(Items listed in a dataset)
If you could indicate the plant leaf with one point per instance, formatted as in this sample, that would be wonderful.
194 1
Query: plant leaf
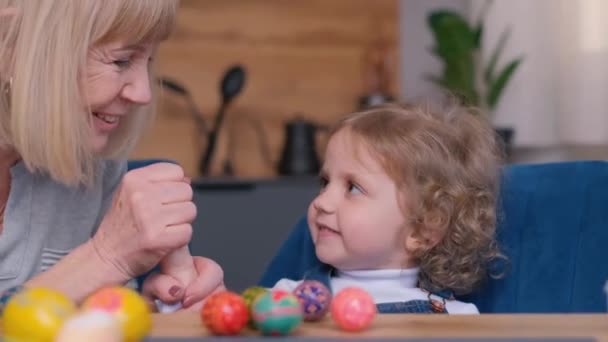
498 85
478 36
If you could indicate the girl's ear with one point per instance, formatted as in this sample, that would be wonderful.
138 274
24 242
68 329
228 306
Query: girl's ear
422 239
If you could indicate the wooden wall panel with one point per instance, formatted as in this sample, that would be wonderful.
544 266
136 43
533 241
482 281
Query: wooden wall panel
301 56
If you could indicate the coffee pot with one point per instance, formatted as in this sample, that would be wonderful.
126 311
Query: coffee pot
299 153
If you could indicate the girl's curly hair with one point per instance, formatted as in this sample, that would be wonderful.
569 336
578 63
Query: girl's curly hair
447 161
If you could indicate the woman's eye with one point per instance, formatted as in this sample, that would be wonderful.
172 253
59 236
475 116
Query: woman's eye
122 63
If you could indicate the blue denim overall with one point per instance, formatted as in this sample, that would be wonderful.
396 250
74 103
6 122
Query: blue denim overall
434 304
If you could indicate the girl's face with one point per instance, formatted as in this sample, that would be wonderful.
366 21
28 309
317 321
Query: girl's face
115 82
356 221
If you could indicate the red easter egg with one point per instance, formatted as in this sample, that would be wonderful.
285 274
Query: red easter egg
353 309
225 313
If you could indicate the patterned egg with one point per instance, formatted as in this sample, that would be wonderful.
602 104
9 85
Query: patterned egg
277 313
353 309
250 295
225 313
315 299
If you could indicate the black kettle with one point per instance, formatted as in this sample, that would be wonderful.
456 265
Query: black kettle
299 154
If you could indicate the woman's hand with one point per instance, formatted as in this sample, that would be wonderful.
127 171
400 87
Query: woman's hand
210 279
150 216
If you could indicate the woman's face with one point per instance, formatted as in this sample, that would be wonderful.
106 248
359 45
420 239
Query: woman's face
115 82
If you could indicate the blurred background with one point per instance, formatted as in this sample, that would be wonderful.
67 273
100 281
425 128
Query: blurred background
260 81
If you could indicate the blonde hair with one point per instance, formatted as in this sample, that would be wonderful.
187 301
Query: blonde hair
43 52
448 160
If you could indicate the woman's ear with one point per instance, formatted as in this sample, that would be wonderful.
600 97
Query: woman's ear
5 15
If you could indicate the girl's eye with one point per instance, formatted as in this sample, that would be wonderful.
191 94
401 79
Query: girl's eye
323 182
354 188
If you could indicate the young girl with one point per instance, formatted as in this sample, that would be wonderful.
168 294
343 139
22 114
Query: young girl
406 209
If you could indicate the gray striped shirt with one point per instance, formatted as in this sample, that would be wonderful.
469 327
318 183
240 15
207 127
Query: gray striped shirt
45 220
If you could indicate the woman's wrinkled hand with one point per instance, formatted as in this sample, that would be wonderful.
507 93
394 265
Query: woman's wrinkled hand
150 216
209 280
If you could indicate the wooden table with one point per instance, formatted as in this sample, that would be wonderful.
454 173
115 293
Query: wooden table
416 326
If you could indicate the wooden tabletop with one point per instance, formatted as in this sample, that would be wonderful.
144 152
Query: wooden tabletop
505 326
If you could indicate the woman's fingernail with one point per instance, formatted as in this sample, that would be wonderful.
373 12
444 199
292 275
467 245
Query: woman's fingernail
187 302
175 290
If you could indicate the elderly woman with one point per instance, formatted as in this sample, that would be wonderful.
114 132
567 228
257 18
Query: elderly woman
75 92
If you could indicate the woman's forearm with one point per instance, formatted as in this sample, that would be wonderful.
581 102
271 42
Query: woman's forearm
79 274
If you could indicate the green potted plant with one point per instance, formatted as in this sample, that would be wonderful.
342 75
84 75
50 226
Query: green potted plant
464 74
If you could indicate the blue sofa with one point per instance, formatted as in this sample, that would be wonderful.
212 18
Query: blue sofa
553 227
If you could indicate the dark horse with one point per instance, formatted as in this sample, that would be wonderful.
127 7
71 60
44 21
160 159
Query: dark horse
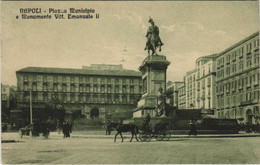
127 128
154 43
110 127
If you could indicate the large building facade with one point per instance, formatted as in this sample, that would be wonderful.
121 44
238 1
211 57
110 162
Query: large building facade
205 82
172 91
98 91
237 81
200 84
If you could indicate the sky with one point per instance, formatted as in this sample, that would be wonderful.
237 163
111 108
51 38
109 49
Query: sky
188 30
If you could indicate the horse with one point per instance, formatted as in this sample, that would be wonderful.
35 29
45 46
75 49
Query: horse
153 44
110 127
127 128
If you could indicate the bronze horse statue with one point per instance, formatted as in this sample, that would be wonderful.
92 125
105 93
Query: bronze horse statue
127 128
153 44
153 38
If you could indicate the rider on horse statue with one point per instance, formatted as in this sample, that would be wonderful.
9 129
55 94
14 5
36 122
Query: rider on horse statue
153 31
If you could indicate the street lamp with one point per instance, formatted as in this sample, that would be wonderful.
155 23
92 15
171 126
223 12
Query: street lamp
30 106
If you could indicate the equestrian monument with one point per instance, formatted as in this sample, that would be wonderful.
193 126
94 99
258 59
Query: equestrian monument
153 70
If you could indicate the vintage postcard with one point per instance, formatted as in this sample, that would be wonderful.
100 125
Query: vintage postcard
130 82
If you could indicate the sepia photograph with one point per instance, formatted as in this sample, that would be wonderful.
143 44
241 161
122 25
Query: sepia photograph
130 82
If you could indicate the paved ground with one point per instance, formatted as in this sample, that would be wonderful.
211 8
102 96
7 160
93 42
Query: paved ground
80 150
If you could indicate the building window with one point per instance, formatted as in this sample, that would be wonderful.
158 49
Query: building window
209 81
116 98
131 89
95 88
145 85
81 79
87 98
102 99
55 87
45 97
64 88
44 78
34 87
72 88
25 78
109 80
116 80
124 89
109 99
80 98
108 89
55 78
95 80
124 81
64 98
117 89
248 96
87 88
102 89
124 99
140 89
95 98
131 81
87 80
72 98
45 86
102 80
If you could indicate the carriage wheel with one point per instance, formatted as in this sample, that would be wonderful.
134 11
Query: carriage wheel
148 137
145 136
167 135
142 136
159 136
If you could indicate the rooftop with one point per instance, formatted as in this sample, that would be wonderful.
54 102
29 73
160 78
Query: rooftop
238 43
122 72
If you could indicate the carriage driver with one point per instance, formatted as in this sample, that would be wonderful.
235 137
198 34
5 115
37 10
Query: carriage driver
153 29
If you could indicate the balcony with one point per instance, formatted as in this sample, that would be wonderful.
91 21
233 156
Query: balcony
246 102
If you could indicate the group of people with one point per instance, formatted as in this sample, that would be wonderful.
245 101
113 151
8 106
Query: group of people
249 128
67 129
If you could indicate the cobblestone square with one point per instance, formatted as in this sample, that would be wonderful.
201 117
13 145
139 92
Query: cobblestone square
56 150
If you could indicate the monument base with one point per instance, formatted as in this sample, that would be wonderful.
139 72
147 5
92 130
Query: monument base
153 70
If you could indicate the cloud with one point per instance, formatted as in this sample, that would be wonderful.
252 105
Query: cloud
196 25
117 16
169 28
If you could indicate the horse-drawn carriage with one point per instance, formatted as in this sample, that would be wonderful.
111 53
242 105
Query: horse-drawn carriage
160 131
36 129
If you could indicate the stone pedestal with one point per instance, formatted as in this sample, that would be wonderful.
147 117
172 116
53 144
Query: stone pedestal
153 71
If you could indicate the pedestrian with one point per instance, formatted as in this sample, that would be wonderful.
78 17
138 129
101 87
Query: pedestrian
64 129
193 130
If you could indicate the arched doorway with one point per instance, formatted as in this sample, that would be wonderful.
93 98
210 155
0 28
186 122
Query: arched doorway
94 113
249 116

[Exercise details]
Give back all of the entries verbatim, but without pictures.

[Answer section]
If you could indicate the plant leaf with one point per instance, formatted as in this sample, that would be wonderful.
194 1
Query: plant leaf
498 85
478 36
If you could indicate the girl's ear with one point per instance, formatted as in this sample, that would be wonderful.
138 274
24 242
68 329
228 306
Query: girl's ear
422 239
If you could indicate the wooden wall panel with one point per instance, formatted as in this sample, that would be wonderful.
544 266
136 43
533 241
482 281
Query: wooden wall panel
301 56
If you could indicate the coffee pot with one point per instance, formatted as in this sample, that would be wonderful.
126 311
Query: coffee pot
299 153
If you could indicate the girl's curly hair with one point per instance, formatted as in this sample, that would be wonderful.
569 336
578 63
Query: girl's curly hair
447 161
If you could indicate the woman's eye with one point per instance, formatted as in this sample, that would be wonderful.
172 253
59 236
475 116
Query: woman's eye
122 63
If you could indicate the blue denim overall with one point per instance, formatted as in this sample, that would be wonderful.
396 250
74 103
6 122
Query: blue denim overall
434 304
If you could indicate the girl's face with one point per instance, formatted as in this sample, that would be wonderful.
366 21
28 309
317 321
Query: girl's face
115 82
356 221
If you could indicate the red easter egg with one point per instance, formatted as in this sample, that would be wonderful.
285 274
Query: red easter egg
353 309
225 313
If you could indicate the patterned egg with one point per instance, formatted as in this sample, that would be wonderful.
602 104
9 85
Query: patterned egg
277 313
353 309
250 295
225 313
315 299
If you could indicate the black kettle with one point per instance, formatted as in this sample, that would be wonderful.
456 265
Query: black kettle
299 154
If you could indicate the woman's hand with one point per instance, formatted as in this sample, that would be wonderful.
127 171
400 87
Query: woman's hand
210 279
150 216
If you could indicate the woman's face with one point per instance, formatted as in this sample, that would be wonderful.
106 248
359 45
420 239
Query: woman's face
115 82
If you could indicate the blurred background with one point per instance, formatted as in this sample, that would be wonderful.
67 273
100 281
425 128
Query: blurred background
260 81
If you could indicate the blonde hair with one point per instance, formatted as in this sample, that would be wonderful.
187 301
Query: blonde hair
43 52
448 160
If you could indicate the woman's ear with one point per instance, formatted as in this sample, that would be wonderful.
600 97
Query: woman's ear
5 15
If you could indicate the girl's eye with one point per instance, formatted as in this sample, that would be wonderful.
191 94
401 79
Query: girl's eye
323 182
354 188
If you could indicate the young girl with one point per instance, formatted as in this sample, that would be wonderful.
168 294
343 139
22 114
Query: young girl
406 209
If you could indicate the gray striped shirt with one point per instance, formatted as in this sample, that would be wonderful.
469 327
318 183
240 15
207 127
Query: gray striped shirt
45 220
If you could indicate the woman's wrinkled hand with one point per instance, formatted as in this sample, that would be wonderful.
507 93
394 265
Query: woman's wrinkled hand
150 216
209 280
If you could indicate the wooden table with one point per instance, formatted as in this sample, that would be wonderful.
454 173
115 293
Query: wooden table
416 326
If you could indicate the wooden tabletop with one point per instance, formatted as in this sample, that would be wonderful.
144 152
Query: wooden tabletop
505 326
If you could indicate the woman's fingernail with one point per instance, formatted as in this sample, that would be wonderful.
373 12
444 199
292 275
467 245
Query: woman's fingernail
187 302
175 290
If you could indicate the elderly woman with one point per instance, formatted as in this sample, that would be wonderful.
114 132
567 228
257 18
Query: elderly woman
75 92
If you could indicate the woman's forearm with one point per instance, formatted as in this sample, that would be wonderful.
581 102
271 42
Query: woman's forearm
79 274
If you could indicate the green potted plant with one point per instance, formatted as in this sample, that would be wonderful.
342 75
84 75
50 226
Query: green potted plant
464 74
If you could indicate the blue sofa with one point per instance, formatted as in this sample, that would be wonderful.
212 18
Query: blue sofa
553 227
If you could indicate the dark horse with one point per instance, formatted as in this sample, that would be wonderful.
127 7
71 60
44 21
160 159
Query: dark horse
127 128
154 43
110 127
If you could indicate the large building facade with one point per instance, formatted as in this sample, that would be wonderful.
121 44
238 1
211 57
110 162
Query: large building facade
205 82
172 91
98 91
237 81
200 84
If you could indicate the sky with one point per instance, formatted as in this sample, that would be wonderful.
237 163
111 108
51 38
109 49
Query: sky
188 30
If you could indicate the horse with one point per instance, formatted as in this sample, that would be wonderful.
35 29
45 46
75 49
Query: horse
153 44
110 127
127 128
If you could indicate the bronze horse statue with one point per instance, formatted as in this sample, that would be wonderful.
92 125
105 93
Query: bronze horse statue
127 128
153 44
153 38
If you could indicate the rider on horse statue with one point per instance, formatted as in this sample, that would be wonderful.
9 129
55 94
14 5
36 122
Query: rider on horse statue
153 31
If you could indicate the street lamp with one point per instance, formatted as in this sample, that would be wonderful.
155 23
92 15
171 126
223 12
Query: street lamp
30 106
If you could indicate the equestrian monument with one point per instance, formatted as in this sample, that would be wonderful.
193 126
94 99
258 59
Query: equestrian monument
153 70
If you could indicate the vintage postcard with one point per instance, formatted as in this sample, that would be wonderful.
100 125
Query: vintage postcard
130 82
If you could indicate the sepia photograph with one point per instance, formatted as in this sample, that would be wonderful.
143 44
241 161
122 25
Query: sepia photograph
130 82
If you could indicate the paved ground with one point per instance, formatted as in this sample, that would be wonderful.
211 8
102 96
7 160
93 42
Query: paved ground
80 150
If you could indicate the building window with one point per instance, formatted as in this sample, that would be wonderful.
158 49
Query: building window
209 81
116 98
131 89
95 88
145 85
81 79
87 98
102 99
55 87
45 97
64 88
44 78
34 87
72 88
25 78
109 80
116 80
124 89
109 99
80 98
108 89
55 78
95 80
124 81
64 98
117 89
248 96
87 88
102 89
124 99
140 89
95 98
131 81
87 80
72 98
45 86
102 80
If you could indicate the carriage wheel with one point per instance, formatted as in this sample, that would be wonderful.
134 11
Query: carriage wheel
148 137
145 136
167 135
142 136
159 136
If you could indicate the rooftop with one point per instance, formatted as in this sample, that would be wonderful.
54 102
29 73
160 78
Query: rooftop
238 43
122 72
If you could indicate the carriage driver with one point per instance, formatted as in this sample, that would be wonderful.
235 137
198 34
5 115
37 10
Query: carriage driver
153 29
If you could indicate the balcony with one point per instance, formatted as in this sample, that would be wonderful.
91 21
233 156
Query: balcony
246 102
If you could indicate the group of people with one point per instance, formatted as in this sample, that would be wonderful.
245 101
113 151
8 106
Query: group of people
249 128
67 129
If you could indicate the cobblestone square with one point per instance, formatted as in this sample, that would be wonderful.
201 117
13 145
139 92
Query: cobblestone square
56 150
If you could indicate the monument base with one point per instance, formatted as in this sample, that would be wonderful.
139 72
147 5
92 130
Query: monument base
153 70
If you could indicate the cloud with one point per instance, formatted as in this sample, that would be wonderful.
252 105
Query: cloud
196 25
117 16
169 28
If you could indicate the horse-drawn carriage with one point per instance, formatted as in this sample, that would be wonderful.
111 53
242 105
Query: horse-drawn carriage
160 131
36 129
If you could indicate the stone pedestal with one point per instance, formatted as in this sample, that would be wonderful.
147 117
172 116
53 144
Query: stone pedestal
153 71
If you could indicate the pedestrian with one point per instance, formatted as in this sample, that would be wonderful.
78 17
138 129
101 87
Query: pedestrian
64 129
193 130
If you could indicate the arched doorway with one point per instance, formatted as in this sample, that would be wonderful.
93 98
210 155
0 28
186 122
Query: arched doorway
94 113
249 116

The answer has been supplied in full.